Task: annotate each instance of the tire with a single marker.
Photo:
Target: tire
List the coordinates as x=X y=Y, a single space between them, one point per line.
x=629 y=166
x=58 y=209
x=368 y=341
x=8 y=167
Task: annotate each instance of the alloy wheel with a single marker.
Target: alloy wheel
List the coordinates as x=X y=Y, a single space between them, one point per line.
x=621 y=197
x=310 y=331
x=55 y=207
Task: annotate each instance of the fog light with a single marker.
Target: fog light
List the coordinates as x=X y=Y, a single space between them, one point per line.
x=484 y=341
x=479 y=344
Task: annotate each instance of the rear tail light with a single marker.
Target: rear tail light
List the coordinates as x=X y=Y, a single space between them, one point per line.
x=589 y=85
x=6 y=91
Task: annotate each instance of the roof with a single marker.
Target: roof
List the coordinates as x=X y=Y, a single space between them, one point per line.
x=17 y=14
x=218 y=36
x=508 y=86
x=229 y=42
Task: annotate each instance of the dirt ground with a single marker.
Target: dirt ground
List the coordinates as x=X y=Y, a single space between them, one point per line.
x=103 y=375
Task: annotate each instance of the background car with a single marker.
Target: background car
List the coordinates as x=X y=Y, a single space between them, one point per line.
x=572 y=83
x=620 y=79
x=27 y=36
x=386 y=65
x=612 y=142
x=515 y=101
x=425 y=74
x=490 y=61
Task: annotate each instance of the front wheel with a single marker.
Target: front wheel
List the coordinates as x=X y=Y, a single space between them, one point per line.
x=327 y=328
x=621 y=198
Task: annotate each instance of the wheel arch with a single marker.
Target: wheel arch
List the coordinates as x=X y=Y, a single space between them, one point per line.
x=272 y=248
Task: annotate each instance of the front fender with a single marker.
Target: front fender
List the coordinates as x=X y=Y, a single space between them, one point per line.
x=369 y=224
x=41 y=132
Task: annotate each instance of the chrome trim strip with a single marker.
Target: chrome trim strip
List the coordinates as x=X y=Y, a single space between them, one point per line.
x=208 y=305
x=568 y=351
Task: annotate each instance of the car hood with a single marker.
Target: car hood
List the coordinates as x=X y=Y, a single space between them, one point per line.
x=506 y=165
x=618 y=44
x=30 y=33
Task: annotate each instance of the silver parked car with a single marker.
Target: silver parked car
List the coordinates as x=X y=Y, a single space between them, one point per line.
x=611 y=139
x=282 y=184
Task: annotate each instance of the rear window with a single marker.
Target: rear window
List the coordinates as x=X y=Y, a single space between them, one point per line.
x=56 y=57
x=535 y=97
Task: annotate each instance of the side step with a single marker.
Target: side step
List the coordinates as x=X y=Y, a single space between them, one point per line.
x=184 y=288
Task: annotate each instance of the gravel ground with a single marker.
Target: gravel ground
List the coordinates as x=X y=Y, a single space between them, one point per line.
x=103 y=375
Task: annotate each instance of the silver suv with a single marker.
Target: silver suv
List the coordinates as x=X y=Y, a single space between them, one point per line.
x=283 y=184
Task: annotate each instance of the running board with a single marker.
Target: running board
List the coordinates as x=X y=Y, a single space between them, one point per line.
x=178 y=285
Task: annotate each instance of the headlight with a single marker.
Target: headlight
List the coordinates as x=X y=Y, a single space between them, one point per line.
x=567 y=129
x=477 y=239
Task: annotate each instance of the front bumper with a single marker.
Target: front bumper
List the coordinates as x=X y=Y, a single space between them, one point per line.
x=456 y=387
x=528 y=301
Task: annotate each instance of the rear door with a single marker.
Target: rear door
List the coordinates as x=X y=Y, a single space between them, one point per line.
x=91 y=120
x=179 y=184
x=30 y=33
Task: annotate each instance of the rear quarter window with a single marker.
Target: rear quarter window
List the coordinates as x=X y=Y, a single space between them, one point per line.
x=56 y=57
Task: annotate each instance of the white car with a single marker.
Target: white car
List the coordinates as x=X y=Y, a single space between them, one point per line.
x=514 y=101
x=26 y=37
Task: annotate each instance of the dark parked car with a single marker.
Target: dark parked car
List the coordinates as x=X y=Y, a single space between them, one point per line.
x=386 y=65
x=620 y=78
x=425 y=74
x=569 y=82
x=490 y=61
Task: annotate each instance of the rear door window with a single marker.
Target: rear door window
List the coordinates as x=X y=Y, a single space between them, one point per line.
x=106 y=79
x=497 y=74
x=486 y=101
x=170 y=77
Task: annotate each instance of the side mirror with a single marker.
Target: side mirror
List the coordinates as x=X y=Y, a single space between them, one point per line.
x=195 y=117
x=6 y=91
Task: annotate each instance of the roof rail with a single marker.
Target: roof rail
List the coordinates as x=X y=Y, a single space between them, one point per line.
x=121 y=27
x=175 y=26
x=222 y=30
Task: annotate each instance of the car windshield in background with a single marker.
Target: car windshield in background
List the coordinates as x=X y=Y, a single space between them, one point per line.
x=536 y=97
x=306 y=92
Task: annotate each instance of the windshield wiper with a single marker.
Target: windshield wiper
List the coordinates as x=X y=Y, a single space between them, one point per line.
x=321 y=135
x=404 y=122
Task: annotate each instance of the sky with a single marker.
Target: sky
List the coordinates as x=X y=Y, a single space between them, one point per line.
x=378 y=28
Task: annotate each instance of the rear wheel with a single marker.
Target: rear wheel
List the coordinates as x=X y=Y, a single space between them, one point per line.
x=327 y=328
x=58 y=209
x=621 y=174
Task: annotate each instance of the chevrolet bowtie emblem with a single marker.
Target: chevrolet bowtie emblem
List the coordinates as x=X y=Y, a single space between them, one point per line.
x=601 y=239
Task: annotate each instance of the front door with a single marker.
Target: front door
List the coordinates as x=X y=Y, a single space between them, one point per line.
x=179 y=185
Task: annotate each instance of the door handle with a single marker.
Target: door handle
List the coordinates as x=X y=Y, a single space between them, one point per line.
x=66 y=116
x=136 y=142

+--

#### REQUEST
Reproduce the lines from the one containing "Task: annotate each instance of the windshield" to the end of the entries, keeping both ends and adding nothing.

#### PROBLEM SOLUTION
Task: annotate each instance of the windshield wiper with a single marker.
Target: windshield wiper
List the coordinates as x=X y=Y, a single space between them, one point per line.
x=321 y=135
x=404 y=122
Task: annotate each instance of the sky with a single marker.
Target: sky
List the coordinates as x=X y=Y, a single space between them, one point per line.
x=378 y=28
Task: annotate each instance of the rear wheel with a single marker.
Target: rear wheel
List the coordinates as x=X y=Y, a single space between them, one point per line.
x=327 y=328
x=58 y=209
x=621 y=174
Task: annotate each instance of the chevrolet bowtie emblem with a single marker.
Target: chevrolet bowtie emblem
List the coordinates as x=X y=Y, a single space between them, one point per line.
x=601 y=239
Task: annotate each instance of the front door with a single marker.
Target: front door
List the coordinates as x=X y=Y, a single space between them, one point per line.
x=179 y=185
Task: annotate each instance of the door handle with a single marker.
Target: door handle
List the coordinates as x=X y=Y, a single space between them, one point per line.
x=66 y=116
x=136 y=142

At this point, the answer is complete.